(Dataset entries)
=== Section Start ===
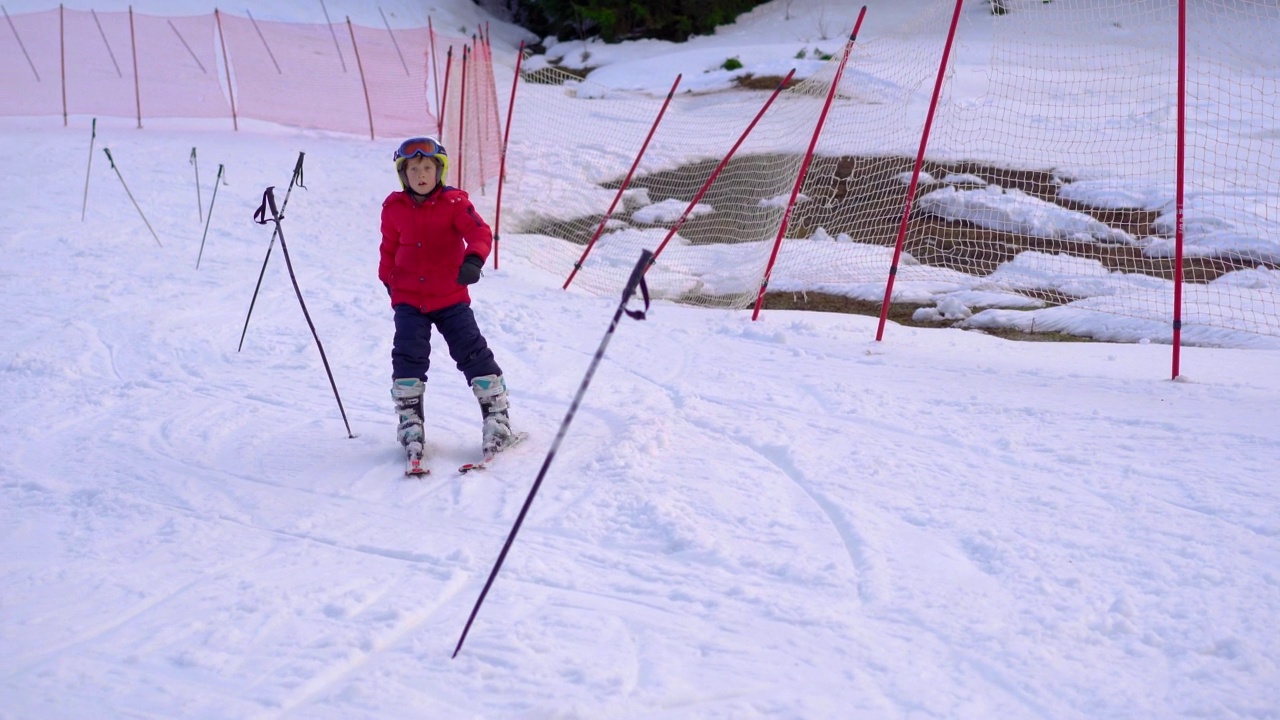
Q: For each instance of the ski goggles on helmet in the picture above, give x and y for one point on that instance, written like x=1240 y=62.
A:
x=415 y=146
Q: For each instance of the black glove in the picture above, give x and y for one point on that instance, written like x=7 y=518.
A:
x=470 y=270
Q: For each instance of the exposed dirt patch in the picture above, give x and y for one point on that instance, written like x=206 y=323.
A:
x=863 y=197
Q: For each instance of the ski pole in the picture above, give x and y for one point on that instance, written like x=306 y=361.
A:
x=211 y=200
x=295 y=180
x=109 y=159
x=636 y=279
x=91 y=139
x=199 y=201
x=260 y=218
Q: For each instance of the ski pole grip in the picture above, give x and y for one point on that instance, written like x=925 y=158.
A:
x=636 y=274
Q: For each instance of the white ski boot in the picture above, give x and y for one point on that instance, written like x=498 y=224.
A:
x=492 y=393
x=407 y=393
=== Section End ===
Aim of the task.
Scan the records above and show every line in which the word "picture" occurs.

Task result.
Q: For each instance of the ski goggles on helmet in the picture above, give x and y for one point on that instance, written like x=1240 y=62.
Q: For each instance of the black glove in the picture above, give x and y for one point on that instance, written like x=7 y=518.
Q: For each instance of the exposed dirt patch in the picture above, give x and y for one point on that instance, written like x=206 y=323.
Q: For each instance of the ski pole in the picture above, give x and y for one point on that instance, written like x=306 y=361.
Q: For each instance of the ski pole grip in the picture above, give x and y for one point on that instance, written like x=925 y=158.
Q: For each instance of the white ski boot in the picture above, give x and y for one point on that instance, written like x=498 y=224.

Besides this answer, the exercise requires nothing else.